┌─ Records for the task

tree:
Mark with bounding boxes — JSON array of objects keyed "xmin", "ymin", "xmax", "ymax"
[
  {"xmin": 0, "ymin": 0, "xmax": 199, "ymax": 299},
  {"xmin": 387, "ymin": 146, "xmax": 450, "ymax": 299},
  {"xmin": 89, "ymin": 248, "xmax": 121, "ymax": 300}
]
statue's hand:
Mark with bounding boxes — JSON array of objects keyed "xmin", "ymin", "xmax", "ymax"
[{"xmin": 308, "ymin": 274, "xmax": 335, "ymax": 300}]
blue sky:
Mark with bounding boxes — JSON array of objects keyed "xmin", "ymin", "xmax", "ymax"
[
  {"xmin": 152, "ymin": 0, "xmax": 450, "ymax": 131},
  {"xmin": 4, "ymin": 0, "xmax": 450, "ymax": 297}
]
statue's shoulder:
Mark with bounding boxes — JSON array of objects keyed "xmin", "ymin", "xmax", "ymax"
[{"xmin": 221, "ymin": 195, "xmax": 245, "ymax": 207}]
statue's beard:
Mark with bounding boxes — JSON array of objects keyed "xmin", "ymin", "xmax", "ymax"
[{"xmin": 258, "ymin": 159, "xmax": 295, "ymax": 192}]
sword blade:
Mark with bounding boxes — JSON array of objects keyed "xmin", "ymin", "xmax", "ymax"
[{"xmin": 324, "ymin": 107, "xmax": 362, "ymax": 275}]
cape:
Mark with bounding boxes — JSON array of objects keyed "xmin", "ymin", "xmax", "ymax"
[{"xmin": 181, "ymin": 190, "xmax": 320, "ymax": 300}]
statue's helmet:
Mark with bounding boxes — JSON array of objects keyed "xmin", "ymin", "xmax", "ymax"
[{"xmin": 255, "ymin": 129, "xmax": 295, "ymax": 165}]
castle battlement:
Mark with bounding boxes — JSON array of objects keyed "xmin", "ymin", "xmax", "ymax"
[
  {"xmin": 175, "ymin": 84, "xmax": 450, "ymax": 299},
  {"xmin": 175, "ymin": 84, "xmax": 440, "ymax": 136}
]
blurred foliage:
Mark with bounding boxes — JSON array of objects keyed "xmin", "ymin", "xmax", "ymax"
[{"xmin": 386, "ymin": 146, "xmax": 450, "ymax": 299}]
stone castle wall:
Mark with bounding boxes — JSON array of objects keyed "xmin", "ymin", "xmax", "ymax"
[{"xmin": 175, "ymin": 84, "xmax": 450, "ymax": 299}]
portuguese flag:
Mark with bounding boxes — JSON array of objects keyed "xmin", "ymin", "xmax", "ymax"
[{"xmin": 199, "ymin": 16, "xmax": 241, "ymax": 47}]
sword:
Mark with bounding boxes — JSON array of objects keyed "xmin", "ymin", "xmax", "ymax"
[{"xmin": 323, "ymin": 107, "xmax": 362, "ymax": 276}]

└─

What needs to be done ->
Please give the number of lines in the records above that contain the string "castle", matching case exactly. Reply with that number only.

Response to this exercise ->
2